» Données recueillies:
^^^^^^^^

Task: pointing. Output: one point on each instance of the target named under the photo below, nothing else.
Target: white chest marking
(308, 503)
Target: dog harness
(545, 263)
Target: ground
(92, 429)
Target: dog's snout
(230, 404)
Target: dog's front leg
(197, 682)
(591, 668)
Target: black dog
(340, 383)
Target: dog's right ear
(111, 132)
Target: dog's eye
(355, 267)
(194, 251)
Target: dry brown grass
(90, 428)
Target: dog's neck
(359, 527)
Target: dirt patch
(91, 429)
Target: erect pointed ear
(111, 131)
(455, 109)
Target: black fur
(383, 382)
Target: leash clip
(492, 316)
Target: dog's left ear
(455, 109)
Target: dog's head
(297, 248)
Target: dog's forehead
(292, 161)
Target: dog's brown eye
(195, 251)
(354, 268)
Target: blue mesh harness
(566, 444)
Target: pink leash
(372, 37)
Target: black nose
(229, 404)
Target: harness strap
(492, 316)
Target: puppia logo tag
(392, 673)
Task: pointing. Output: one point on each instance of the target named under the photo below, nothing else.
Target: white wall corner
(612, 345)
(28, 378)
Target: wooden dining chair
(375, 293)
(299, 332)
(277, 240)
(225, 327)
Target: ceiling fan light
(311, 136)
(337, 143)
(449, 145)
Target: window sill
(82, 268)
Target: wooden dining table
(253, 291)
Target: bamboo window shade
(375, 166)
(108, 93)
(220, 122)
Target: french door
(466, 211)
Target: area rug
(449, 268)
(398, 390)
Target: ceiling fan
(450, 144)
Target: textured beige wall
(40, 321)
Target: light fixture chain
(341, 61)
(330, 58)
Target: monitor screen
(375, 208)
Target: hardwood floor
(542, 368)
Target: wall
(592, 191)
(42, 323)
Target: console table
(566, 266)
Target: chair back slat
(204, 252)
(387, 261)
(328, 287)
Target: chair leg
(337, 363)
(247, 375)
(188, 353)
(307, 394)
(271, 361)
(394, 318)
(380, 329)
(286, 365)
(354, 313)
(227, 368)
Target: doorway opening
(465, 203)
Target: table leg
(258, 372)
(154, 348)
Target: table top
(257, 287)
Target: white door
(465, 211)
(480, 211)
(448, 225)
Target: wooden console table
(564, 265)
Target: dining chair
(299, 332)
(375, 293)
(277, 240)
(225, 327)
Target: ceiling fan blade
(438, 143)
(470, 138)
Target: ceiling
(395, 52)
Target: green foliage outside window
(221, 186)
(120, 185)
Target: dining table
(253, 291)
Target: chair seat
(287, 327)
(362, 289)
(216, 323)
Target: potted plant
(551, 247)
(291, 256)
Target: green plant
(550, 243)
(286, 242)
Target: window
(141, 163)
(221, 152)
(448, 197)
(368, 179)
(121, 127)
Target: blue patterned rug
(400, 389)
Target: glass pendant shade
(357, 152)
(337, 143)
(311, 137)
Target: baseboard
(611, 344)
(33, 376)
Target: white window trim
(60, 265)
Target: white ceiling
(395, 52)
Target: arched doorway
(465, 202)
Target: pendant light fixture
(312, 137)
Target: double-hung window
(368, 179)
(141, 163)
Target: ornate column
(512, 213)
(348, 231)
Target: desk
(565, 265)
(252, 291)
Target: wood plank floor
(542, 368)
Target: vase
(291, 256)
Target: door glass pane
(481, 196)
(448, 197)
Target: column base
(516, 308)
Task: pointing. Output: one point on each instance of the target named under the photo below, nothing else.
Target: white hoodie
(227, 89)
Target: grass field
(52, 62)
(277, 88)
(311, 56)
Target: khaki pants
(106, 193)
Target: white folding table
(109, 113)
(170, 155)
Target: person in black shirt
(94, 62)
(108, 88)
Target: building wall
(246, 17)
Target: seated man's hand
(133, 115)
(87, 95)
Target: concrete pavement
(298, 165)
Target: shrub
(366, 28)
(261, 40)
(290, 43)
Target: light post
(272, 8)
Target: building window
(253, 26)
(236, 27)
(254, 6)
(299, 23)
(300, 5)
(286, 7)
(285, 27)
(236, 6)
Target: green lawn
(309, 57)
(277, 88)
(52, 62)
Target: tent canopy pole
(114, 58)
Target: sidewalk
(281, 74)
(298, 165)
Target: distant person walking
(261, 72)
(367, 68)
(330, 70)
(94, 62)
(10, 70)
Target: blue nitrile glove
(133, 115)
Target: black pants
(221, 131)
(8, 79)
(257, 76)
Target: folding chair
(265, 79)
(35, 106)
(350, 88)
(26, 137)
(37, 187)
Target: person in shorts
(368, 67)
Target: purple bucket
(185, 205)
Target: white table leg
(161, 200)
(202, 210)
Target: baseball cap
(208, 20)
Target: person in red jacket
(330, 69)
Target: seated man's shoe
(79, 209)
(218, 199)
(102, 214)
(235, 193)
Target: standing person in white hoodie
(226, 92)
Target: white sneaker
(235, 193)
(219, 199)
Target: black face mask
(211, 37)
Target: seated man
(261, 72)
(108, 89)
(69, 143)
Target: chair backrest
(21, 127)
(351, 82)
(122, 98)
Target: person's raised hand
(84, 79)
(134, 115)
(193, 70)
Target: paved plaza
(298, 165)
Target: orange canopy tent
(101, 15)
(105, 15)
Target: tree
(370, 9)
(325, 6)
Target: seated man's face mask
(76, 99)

^^^^^^^^

» PROBLÈME COURT:
Recopiez telles quelles les lignes des données ci-dessus, depuis celle qui contient « Target: orange canopy tent » jusqu'à la dernière, incluses.

» RÉPONSE:
Target: orange canopy tent
(101, 15)
(105, 15)
Target: tree
(370, 9)
(325, 6)
Target: seated man's face mask
(76, 99)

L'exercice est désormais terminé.